Thursday, June 28, 2007

Baby, sister

The Fertile Myrtle sister or sister-in-law is something of an infertility cliche. Here you are, trying for months or years to get pregnant, and when you innocently turn up at a family gathering, someone suddenly wants to make an announcement. While you might be sincerely happy for the parents-to-be, it can be hard to get such an up-close-and-personal look at someone else's journey through pregnancy, birth, and parenthood.

My sister didn't get pregnant while I was struggling with infertility. Instead, she got a divorce. She was not-quite-21 when she got married, to the man we now affectionately refer to as "that worthless sumbitch", and she was also two months pregnant. The pregnancy wasn't an easy one, with significant nausea and pregnancy-induced hypertension. When the anatomy scan showed that my niece had a cleft lip and palate, we all worried about whether the baby would be otherwise healthy or whether the cleft was associated with a more serious genetic condition.

At the time of my niece's birth, children weren't really on the horizon for me yet. I was 25, and G and I had been dating for almost a year; while I was sure that we would get married by that point, and starting to think about when that might be, I knew he wasn't quite ready to go ring-shopping. G and I had already talked about having kids "someday", but I wasn't in any big rush yet.

But then there came Grace, and everything was suddenly different. She was born six years ago on Monday, and I adored her from the moment I first laid eyes on her. There's a photo I took of her at just a few minutes old, as they were wheeling her from the OR to the NICU (for a few hours' observation, because of the cleft). You can't tell to look at it, but that photo was taken at the exact instant my biological alarm clock went off and started ringing.

It took me by surprise, the sudden and unexpected intensity of baby-longing, and it took me months to get my emotional balance back. I eventually got myself under control, though, and focused on getting engaged and married, and to settling into our life together. We planned to wait a year before getting pregnant, then were forced to postpone it by maternity insurance coverage, and when I finally went off the Pill in May 2005, well, you know the rest.

________________________

### WHAT THE EXERCISE ASKS
According to the piece titled "Baby, sister," when did the writer go off the Pill?

________________________

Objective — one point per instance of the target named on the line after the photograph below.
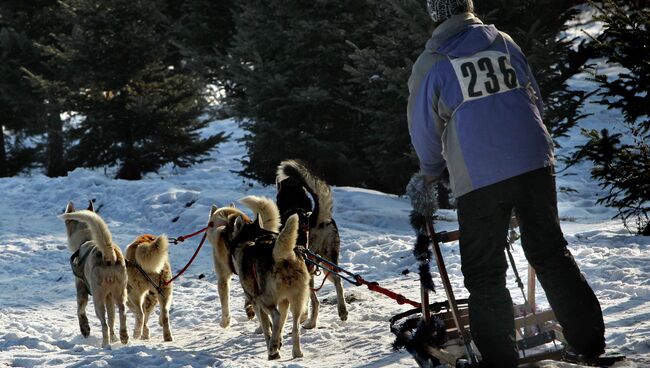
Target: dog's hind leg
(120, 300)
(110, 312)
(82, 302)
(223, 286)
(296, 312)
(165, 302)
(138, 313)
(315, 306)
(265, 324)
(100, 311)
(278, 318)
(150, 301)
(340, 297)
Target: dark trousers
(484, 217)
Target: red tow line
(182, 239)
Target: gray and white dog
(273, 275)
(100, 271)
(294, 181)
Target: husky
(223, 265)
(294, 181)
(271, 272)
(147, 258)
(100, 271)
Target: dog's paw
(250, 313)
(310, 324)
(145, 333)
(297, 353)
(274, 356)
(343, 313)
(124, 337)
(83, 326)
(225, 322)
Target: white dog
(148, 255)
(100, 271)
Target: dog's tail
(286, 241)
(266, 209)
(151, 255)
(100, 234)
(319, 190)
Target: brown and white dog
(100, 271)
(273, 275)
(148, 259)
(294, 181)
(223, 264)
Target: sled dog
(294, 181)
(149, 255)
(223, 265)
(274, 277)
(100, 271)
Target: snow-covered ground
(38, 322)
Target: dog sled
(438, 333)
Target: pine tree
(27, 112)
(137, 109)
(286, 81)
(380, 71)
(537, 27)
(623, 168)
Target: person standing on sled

________________________

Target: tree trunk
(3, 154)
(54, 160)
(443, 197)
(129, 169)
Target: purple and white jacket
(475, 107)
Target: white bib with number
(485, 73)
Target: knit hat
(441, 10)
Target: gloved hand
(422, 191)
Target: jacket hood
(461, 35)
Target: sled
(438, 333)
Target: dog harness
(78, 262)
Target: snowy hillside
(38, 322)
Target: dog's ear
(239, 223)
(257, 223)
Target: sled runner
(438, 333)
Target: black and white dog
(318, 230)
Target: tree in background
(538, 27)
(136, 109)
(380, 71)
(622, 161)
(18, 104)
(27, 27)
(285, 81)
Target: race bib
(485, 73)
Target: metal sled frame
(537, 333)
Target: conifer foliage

________________________

### PROBLEM SOLUTION
In May 2005.